=== DATA LISTING ===

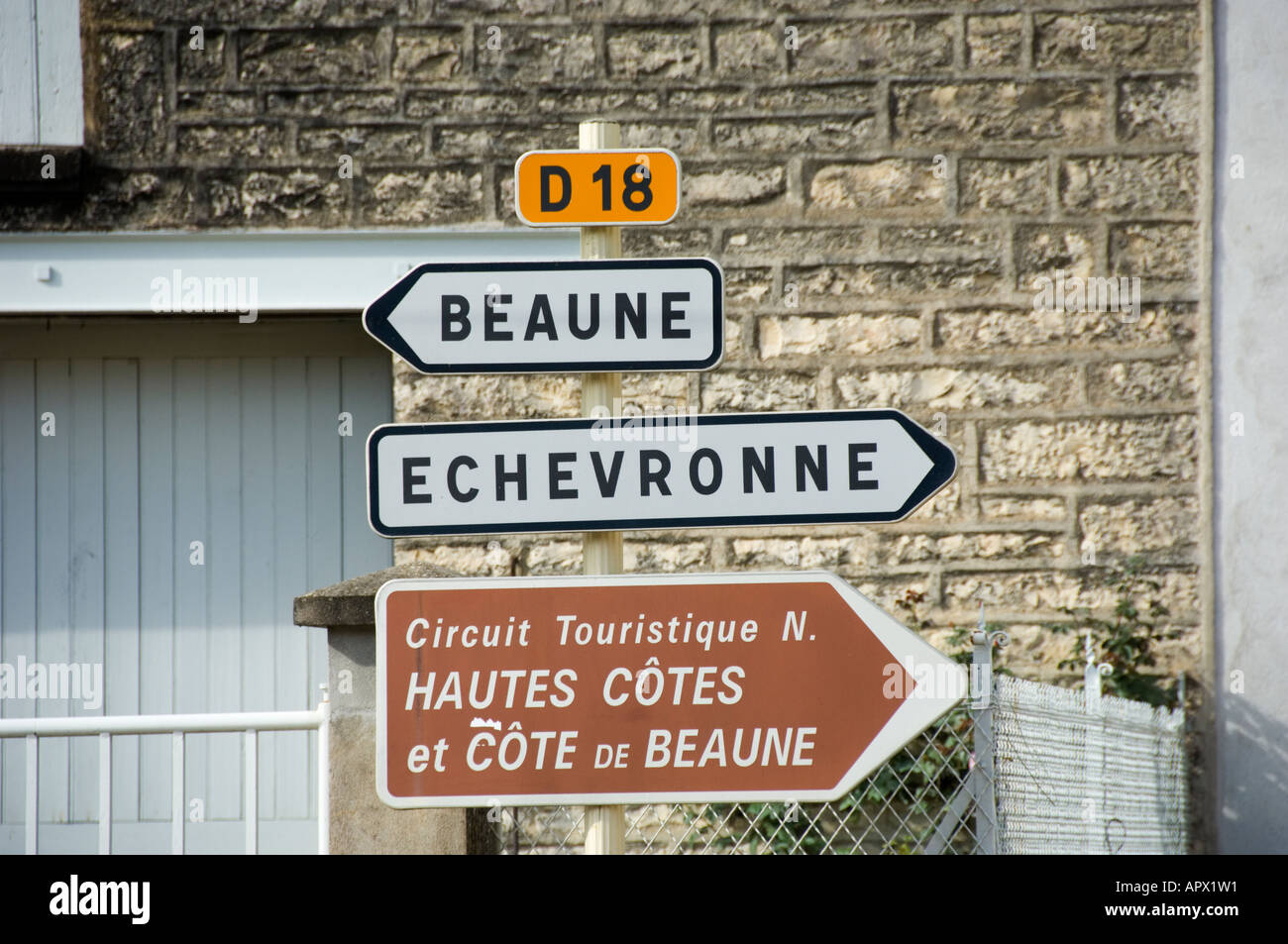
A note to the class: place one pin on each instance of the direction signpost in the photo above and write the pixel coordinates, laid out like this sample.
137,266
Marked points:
606,687
608,314
678,472
632,689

=== TASK DESCRIPTION ===
Repeat the listing above exactly, omitting the pictures it contains.

=== FINISHED EXERCISE ===
A note to the class: place one pin on each instance of the direction signpost in the photo above and write the pixel coordinates, laid out like this sample.
137,266
Marked points:
606,687
608,314
678,472
632,689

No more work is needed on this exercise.